** START Dataset excerpts **

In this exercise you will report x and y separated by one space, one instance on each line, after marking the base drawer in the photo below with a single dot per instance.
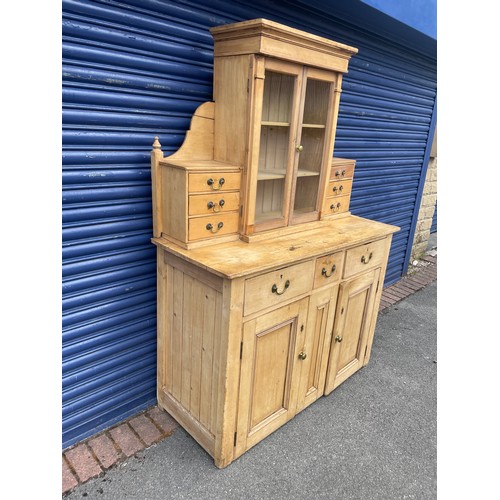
365 257
277 286
328 269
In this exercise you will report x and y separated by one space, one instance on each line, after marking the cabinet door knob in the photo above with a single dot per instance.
211 228
364 260
275 290
213 183
324 272
215 206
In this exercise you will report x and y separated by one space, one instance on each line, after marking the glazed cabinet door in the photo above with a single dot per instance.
292 142
269 372
354 315
316 347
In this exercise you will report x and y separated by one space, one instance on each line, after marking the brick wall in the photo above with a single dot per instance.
427 206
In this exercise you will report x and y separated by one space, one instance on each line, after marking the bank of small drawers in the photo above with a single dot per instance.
274 287
338 193
200 201
213 205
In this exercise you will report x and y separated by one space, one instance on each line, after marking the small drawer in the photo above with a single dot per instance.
340 172
213 225
213 203
365 257
277 286
337 204
214 181
328 269
339 188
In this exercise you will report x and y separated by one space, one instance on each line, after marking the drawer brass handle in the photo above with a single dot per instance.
324 272
274 289
216 207
213 183
212 229
364 260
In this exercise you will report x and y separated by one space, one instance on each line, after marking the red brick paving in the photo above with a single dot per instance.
89 458
69 480
83 462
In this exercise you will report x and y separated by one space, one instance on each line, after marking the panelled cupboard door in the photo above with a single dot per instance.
269 372
316 347
355 308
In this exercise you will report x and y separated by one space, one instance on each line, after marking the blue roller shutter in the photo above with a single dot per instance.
138 68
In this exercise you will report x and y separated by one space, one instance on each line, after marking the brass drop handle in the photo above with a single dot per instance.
216 207
275 290
211 228
324 272
213 183
364 260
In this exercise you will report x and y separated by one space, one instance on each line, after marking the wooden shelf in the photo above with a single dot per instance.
275 124
265 216
312 125
279 173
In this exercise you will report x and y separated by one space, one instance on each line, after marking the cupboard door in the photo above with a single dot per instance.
269 372
355 311
316 345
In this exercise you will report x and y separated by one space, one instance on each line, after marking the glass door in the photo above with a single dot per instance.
313 144
277 127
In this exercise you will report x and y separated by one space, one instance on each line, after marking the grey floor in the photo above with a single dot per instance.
373 438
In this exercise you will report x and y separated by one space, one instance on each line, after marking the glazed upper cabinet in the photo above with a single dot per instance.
294 136
281 90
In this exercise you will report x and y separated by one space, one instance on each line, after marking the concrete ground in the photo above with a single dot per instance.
373 438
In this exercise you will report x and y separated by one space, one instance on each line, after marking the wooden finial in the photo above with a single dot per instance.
156 143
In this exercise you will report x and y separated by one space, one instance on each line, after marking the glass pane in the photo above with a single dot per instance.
312 143
274 144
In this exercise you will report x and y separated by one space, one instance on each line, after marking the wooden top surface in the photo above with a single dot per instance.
272 28
238 258
200 165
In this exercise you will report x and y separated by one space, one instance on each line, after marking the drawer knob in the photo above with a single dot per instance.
324 271
275 290
216 207
365 260
212 229
216 184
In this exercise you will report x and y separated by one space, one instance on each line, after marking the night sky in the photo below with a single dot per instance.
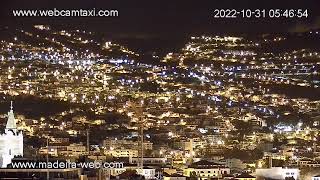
170 18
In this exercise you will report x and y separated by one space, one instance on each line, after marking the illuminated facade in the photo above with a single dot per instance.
11 142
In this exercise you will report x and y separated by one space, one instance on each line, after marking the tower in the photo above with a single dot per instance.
11 142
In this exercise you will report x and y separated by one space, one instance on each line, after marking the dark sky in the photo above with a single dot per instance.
171 17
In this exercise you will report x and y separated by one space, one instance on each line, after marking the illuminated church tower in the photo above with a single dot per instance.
11 142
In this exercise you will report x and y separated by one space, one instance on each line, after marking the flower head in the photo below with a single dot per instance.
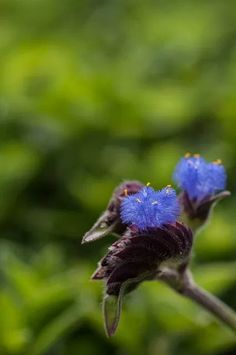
198 178
136 257
149 208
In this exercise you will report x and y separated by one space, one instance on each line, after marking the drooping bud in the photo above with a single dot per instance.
109 221
154 240
202 186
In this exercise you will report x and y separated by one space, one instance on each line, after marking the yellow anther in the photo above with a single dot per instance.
187 155
217 161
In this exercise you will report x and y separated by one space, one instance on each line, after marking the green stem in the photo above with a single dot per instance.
183 283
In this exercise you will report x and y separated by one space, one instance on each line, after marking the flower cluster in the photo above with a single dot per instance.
151 236
149 208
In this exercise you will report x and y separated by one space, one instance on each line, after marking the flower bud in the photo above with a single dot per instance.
153 240
201 184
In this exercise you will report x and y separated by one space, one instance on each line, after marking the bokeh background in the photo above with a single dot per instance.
93 92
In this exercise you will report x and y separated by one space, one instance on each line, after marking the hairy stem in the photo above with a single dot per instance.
183 283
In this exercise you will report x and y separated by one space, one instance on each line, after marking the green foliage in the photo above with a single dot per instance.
91 93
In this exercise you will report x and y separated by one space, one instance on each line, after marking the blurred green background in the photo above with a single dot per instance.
93 92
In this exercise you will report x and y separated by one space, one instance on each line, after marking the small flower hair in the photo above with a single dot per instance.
199 178
149 208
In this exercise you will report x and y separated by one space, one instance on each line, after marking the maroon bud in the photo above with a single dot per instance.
109 221
139 256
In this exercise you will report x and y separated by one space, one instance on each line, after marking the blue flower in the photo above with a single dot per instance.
199 178
149 208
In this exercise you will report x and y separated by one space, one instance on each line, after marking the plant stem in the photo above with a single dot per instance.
183 283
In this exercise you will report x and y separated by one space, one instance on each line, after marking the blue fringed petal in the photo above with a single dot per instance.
149 208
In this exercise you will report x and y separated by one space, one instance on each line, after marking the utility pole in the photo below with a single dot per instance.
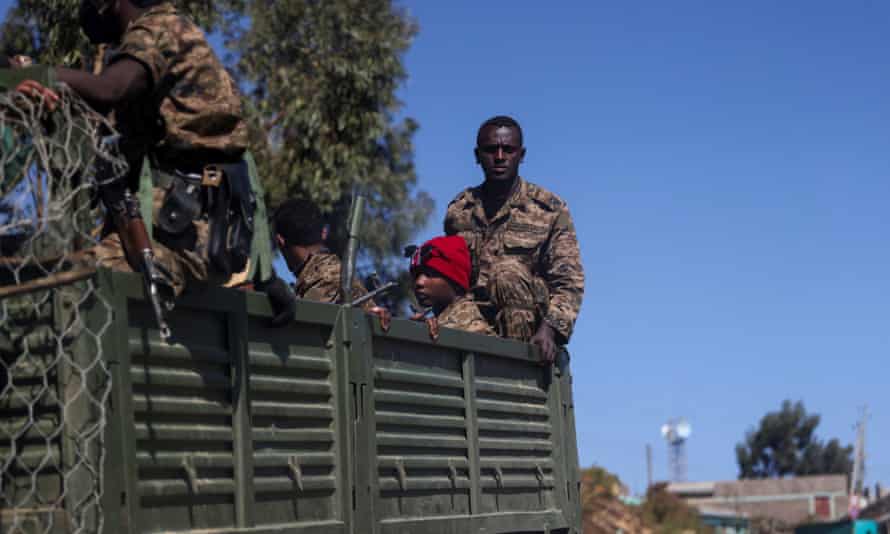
857 479
648 466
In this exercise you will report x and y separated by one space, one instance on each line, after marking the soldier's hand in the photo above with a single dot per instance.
20 61
384 316
36 90
432 323
545 338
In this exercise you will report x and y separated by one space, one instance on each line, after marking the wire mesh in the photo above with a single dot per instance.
54 379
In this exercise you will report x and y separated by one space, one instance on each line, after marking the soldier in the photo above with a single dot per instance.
178 111
441 271
527 270
301 234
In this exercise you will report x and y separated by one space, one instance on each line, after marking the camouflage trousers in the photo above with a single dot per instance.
519 299
183 256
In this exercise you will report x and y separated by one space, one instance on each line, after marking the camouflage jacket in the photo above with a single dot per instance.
463 314
194 112
534 227
319 280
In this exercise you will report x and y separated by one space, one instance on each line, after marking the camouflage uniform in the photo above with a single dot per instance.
319 280
526 262
463 314
192 117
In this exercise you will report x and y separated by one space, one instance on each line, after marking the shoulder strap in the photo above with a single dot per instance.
146 195
261 246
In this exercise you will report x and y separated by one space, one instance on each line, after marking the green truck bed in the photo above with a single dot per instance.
326 426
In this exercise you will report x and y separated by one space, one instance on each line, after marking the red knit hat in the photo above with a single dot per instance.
448 256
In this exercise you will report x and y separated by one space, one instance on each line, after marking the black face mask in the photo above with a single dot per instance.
99 28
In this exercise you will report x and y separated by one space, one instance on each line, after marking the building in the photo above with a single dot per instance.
789 501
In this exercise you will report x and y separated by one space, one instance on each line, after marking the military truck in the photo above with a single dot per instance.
326 425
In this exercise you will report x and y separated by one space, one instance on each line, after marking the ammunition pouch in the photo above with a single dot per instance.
182 204
231 206
223 193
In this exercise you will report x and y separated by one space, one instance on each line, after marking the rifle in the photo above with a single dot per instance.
126 218
365 298
130 227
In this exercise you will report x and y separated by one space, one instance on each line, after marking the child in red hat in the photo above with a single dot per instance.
441 270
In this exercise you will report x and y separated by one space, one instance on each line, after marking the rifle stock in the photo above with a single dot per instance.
140 256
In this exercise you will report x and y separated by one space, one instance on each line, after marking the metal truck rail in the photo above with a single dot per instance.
326 426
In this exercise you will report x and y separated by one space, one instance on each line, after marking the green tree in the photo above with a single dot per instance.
785 444
666 513
320 80
323 78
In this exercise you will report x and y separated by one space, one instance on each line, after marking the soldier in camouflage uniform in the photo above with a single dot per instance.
301 233
527 271
441 270
175 107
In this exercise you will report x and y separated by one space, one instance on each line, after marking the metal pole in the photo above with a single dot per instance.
648 466
347 273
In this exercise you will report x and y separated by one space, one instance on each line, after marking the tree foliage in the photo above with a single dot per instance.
668 514
320 81
323 79
785 444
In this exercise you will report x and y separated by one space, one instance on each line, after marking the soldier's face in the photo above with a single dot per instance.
433 290
499 151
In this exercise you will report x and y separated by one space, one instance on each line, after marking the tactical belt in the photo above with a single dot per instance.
211 177
223 193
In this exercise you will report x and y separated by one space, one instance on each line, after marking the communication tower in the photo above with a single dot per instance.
676 432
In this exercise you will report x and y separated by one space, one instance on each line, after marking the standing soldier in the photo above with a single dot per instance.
183 134
527 272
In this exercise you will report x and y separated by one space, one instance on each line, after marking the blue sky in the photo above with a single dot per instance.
727 167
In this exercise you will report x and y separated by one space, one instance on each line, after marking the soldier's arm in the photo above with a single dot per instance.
564 276
126 79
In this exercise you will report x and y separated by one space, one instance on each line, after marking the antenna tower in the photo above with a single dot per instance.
676 432
857 484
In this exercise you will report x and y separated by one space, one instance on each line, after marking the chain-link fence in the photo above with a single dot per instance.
54 380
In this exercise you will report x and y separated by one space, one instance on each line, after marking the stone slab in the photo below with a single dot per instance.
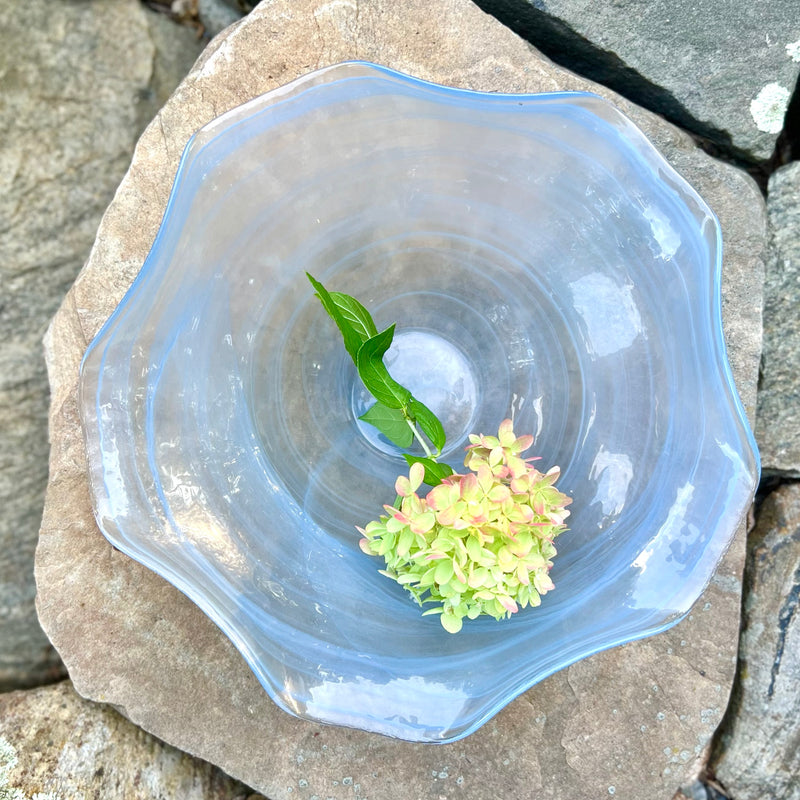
633 721
54 745
757 754
778 417
725 71
79 83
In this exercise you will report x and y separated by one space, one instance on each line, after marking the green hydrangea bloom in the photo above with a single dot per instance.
478 543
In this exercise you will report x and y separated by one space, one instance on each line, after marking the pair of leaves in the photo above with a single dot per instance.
396 411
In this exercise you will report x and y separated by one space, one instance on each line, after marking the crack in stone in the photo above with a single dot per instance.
785 617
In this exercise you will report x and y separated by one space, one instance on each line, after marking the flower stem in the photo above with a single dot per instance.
414 430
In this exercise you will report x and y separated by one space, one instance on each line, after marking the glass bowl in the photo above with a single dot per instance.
543 262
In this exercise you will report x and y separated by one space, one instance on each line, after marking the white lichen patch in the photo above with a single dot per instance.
769 108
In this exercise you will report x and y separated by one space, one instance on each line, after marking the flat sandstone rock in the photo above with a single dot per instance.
54 745
632 722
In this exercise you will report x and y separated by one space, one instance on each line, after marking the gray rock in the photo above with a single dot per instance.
778 419
216 15
78 87
54 744
725 72
757 755
633 721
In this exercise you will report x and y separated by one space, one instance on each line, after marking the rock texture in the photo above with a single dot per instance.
631 722
757 755
54 745
79 81
725 72
778 418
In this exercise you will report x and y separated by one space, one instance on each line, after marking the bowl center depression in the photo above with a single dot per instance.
437 373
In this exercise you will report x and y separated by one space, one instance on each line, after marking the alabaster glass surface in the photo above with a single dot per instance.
543 262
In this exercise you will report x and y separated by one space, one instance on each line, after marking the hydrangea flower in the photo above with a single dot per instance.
478 543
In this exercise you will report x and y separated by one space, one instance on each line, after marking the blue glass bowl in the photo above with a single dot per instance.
543 262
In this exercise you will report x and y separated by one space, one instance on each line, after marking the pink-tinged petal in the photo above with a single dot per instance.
469 487
423 523
447 517
485 477
500 493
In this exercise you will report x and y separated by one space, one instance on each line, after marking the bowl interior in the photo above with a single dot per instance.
542 262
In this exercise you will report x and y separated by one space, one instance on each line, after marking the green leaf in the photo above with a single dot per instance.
359 318
391 422
434 471
376 377
352 337
428 421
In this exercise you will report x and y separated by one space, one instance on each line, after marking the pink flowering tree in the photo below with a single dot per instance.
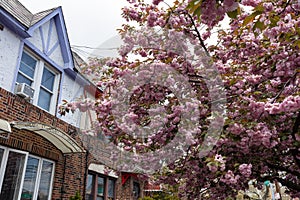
257 60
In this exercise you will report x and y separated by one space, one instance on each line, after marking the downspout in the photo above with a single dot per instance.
63 183
85 172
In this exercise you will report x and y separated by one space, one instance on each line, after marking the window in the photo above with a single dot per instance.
100 187
136 190
24 177
42 78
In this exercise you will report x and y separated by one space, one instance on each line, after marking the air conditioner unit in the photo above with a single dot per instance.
24 90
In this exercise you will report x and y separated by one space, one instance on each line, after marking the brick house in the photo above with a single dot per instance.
42 155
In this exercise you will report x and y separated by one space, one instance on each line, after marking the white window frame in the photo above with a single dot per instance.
3 166
37 81
38 177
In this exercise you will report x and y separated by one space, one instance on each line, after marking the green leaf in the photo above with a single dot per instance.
251 17
274 20
233 14
197 11
260 25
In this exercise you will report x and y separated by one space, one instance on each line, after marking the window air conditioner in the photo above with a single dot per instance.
24 90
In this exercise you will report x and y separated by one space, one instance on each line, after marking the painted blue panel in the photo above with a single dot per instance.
53 48
43 55
18 66
43 40
57 15
49 35
8 21
77 77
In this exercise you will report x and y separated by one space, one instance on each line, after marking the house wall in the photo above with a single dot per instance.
69 168
71 90
9 51
45 39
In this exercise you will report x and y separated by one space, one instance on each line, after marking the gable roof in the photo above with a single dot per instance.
22 14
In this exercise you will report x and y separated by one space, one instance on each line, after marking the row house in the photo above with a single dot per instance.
42 155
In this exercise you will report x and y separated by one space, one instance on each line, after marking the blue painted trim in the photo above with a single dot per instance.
60 92
43 21
58 17
52 49
17 66
43 41
49 35
14 25
43 55
77 77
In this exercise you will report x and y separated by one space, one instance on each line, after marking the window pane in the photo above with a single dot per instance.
1 156
23 79
45 181
100 186
89 185
48 79
111 188
13 176
30 179
136 190
27 65
44 99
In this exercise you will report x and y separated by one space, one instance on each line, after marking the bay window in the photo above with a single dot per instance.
24 176
43 78
100 187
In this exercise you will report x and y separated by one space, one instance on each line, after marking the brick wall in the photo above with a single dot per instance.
69 168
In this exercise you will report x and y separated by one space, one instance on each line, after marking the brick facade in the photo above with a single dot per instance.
70 169
69 175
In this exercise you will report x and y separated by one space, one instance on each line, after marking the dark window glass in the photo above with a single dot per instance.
13 176
44 99
30 178
45 181
48 79
28 65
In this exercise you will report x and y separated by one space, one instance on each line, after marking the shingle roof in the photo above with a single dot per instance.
22 14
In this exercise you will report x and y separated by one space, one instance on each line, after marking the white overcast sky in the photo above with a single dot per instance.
89 22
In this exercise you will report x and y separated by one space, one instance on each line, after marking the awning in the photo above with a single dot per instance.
58 138
5 129
101 170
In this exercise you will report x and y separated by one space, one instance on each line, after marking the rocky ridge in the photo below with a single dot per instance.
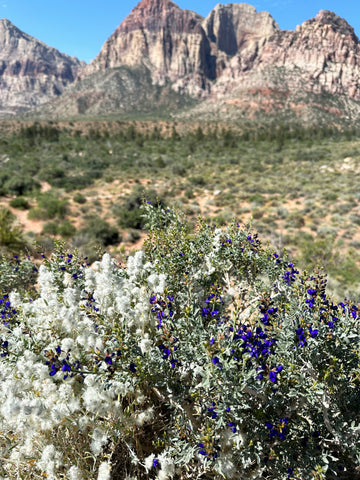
31 73
235 60
236 56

** END Dataset excerpts **

Copy the records above, starting with the line that contains "marking the rocky" and continuing through the end of the records, and omit the pictures.

In this exercise you will report x and y separated by one space, one instance on each line, after marking the rocky ridge in the photo below with a single dot per instance.
31 73
235 60
236 56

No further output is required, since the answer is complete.